▸ **DATA TO USE**:
"""

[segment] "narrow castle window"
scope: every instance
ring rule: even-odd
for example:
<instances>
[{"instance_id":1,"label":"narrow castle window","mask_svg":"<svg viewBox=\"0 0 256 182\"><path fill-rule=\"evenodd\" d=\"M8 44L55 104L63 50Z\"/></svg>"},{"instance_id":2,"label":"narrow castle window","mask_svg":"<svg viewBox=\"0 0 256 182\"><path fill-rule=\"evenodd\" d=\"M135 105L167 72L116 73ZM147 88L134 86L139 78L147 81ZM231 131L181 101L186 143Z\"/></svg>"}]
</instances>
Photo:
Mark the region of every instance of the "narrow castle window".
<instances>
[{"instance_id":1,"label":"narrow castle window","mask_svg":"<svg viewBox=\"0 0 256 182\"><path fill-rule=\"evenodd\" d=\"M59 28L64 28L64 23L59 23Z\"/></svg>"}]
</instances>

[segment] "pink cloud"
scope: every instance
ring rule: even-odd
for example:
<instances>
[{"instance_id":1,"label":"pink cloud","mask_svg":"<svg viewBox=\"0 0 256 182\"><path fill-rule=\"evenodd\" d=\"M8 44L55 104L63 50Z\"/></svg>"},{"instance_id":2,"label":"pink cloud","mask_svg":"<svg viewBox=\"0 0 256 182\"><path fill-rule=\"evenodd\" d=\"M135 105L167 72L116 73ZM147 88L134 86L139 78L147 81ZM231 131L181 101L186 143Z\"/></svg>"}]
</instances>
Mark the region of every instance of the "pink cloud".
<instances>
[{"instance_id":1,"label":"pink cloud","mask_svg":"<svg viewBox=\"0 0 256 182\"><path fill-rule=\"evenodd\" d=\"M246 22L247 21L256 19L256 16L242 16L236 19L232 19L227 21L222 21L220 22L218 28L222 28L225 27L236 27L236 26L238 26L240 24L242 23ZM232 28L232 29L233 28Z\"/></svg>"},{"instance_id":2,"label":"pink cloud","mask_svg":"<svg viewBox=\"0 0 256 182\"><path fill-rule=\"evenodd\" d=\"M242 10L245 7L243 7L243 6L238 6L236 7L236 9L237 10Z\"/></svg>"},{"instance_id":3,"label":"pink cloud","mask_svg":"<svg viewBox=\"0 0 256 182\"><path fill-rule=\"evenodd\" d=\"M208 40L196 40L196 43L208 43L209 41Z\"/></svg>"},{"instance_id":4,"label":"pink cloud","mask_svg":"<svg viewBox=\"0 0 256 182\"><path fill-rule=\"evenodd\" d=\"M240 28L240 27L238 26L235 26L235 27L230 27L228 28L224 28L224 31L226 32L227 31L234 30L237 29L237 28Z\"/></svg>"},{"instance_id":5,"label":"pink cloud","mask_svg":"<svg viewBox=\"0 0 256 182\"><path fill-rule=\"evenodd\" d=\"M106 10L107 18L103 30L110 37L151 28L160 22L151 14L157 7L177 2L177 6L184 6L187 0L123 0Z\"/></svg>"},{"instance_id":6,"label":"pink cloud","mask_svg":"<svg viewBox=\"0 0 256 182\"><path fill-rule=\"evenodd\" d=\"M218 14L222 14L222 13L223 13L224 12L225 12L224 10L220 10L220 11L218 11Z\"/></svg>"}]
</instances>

"""

▸ **TO DO**: List every line of the items above that contains the string "segment", copying each line in full. Case counts when matching.

▸ **COMPLETE OUTPUT**:
[segment] "narrow castle window"
[segment] "pink cloud"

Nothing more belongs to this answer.